# REQUIRED WORK
Select every line in the items below that contains the word "window", and copy each of those lines.

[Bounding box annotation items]
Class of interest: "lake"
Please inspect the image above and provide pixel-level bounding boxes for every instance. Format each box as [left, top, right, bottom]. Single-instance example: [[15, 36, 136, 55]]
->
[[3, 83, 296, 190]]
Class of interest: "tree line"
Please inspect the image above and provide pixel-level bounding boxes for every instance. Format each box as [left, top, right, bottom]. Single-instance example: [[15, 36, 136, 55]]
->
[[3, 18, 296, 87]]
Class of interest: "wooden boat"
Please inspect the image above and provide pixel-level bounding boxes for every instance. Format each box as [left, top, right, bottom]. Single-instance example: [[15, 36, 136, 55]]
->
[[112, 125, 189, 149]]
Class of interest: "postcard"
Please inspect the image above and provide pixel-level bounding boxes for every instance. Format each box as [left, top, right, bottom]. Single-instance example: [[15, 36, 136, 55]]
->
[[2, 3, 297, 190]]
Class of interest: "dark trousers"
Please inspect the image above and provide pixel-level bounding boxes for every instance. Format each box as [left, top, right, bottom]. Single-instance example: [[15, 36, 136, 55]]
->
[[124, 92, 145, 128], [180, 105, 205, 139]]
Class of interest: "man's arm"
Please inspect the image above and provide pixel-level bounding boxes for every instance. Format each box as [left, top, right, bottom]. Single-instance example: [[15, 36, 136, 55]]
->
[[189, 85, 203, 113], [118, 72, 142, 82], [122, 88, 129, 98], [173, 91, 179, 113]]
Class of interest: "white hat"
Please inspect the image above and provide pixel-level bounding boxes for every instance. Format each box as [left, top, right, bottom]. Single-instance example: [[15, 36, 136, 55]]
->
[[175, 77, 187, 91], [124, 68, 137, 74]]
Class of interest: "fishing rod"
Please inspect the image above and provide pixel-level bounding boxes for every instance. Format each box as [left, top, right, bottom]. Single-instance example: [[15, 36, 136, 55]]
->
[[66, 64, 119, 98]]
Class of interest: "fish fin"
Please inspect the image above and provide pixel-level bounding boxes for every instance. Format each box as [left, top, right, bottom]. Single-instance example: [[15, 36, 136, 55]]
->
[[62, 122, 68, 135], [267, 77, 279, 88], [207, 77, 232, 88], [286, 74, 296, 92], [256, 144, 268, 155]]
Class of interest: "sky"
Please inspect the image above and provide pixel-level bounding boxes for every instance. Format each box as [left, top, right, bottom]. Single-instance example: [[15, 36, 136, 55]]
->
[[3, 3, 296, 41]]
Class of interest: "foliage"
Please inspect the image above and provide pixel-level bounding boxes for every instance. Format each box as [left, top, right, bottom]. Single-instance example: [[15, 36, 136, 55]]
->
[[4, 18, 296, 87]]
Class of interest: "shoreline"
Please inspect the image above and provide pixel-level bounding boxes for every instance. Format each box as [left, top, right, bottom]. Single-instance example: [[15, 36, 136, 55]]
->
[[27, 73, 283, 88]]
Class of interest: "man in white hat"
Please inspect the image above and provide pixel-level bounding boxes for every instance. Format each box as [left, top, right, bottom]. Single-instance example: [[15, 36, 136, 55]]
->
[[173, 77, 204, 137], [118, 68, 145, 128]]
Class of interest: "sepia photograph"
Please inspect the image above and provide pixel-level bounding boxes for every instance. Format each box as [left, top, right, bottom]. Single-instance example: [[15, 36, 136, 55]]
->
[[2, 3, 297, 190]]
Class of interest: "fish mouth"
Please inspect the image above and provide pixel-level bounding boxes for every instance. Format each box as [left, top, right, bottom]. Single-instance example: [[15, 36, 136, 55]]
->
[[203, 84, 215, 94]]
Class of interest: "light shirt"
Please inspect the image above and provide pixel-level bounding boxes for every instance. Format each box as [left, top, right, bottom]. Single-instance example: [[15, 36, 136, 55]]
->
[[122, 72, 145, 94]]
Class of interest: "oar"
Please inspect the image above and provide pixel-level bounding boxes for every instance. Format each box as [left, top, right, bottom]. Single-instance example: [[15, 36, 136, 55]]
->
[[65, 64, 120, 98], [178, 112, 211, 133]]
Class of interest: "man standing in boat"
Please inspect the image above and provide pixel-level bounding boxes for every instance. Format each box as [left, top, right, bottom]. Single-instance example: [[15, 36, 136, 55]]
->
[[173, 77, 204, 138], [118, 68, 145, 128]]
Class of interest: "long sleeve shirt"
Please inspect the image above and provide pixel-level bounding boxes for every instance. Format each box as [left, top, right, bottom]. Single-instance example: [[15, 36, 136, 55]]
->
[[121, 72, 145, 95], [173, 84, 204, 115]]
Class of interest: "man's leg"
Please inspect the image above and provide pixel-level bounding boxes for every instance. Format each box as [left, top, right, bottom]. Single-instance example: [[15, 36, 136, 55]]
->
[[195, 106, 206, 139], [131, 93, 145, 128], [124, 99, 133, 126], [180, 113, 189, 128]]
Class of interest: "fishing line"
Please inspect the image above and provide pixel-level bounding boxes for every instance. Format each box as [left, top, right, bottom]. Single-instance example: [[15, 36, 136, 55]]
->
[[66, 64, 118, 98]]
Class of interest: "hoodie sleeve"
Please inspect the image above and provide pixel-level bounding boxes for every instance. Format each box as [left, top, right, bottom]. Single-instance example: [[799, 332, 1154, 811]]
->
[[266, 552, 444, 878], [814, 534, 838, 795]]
---
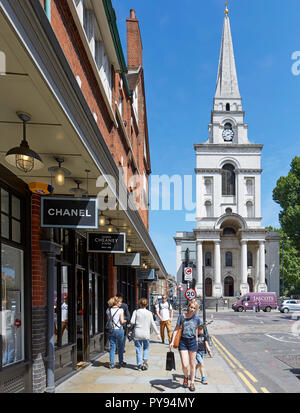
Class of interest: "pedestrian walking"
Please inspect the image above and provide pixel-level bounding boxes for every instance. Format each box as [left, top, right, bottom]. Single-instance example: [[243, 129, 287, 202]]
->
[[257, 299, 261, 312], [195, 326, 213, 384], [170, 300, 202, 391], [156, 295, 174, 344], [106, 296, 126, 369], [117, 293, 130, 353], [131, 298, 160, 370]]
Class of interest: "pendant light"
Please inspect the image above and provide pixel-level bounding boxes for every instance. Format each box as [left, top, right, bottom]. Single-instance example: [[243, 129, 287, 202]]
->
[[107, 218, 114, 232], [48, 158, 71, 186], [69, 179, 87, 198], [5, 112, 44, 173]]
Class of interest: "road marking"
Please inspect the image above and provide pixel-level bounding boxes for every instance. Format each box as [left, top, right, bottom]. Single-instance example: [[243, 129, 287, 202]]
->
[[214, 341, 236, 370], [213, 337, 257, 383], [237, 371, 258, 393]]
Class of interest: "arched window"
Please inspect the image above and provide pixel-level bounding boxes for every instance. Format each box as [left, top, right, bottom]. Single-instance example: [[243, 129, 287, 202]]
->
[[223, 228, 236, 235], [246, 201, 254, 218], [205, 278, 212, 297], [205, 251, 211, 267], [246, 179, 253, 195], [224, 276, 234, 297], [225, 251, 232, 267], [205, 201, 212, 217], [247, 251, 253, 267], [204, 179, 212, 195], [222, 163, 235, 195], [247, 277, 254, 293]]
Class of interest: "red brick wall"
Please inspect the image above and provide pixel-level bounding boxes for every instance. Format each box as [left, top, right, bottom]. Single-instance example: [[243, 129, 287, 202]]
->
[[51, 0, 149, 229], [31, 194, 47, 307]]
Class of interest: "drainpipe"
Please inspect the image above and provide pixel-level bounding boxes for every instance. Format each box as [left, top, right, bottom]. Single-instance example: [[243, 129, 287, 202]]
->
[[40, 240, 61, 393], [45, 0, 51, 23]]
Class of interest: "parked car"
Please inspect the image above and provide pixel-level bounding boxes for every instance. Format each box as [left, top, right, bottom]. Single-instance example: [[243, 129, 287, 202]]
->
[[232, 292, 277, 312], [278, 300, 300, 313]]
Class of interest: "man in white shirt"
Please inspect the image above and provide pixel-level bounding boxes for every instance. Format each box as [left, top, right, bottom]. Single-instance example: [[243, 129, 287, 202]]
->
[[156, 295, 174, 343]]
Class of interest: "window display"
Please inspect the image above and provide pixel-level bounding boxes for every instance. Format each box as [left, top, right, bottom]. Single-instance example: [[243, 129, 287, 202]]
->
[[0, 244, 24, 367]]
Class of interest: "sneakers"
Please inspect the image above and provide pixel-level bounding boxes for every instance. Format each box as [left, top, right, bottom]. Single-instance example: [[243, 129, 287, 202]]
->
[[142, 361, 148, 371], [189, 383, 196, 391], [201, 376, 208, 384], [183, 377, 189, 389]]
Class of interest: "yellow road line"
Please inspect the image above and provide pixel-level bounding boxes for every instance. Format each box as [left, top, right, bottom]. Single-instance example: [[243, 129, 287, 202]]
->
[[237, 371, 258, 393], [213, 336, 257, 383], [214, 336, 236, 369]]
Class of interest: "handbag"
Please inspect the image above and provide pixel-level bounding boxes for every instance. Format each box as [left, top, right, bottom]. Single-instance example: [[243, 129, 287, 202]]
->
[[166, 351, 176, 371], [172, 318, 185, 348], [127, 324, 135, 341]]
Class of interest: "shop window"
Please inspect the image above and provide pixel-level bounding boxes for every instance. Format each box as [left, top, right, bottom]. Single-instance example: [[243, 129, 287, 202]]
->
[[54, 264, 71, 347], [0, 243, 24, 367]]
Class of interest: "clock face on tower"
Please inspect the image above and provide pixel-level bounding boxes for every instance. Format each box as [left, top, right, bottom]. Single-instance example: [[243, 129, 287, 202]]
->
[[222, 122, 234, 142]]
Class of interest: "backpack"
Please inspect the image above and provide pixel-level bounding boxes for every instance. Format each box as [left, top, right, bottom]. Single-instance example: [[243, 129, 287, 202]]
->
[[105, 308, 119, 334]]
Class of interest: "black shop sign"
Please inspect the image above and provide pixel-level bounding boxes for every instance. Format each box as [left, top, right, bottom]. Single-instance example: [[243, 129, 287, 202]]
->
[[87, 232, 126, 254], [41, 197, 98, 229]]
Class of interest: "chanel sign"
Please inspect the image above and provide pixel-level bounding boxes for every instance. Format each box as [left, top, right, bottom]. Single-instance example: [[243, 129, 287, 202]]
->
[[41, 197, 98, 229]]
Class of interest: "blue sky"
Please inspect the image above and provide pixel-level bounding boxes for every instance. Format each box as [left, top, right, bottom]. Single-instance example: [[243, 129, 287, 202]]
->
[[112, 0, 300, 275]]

# COMPLETED TASK
Class of interest: "arched window"
Class of interest: "window display"
Class of interest: "shop window"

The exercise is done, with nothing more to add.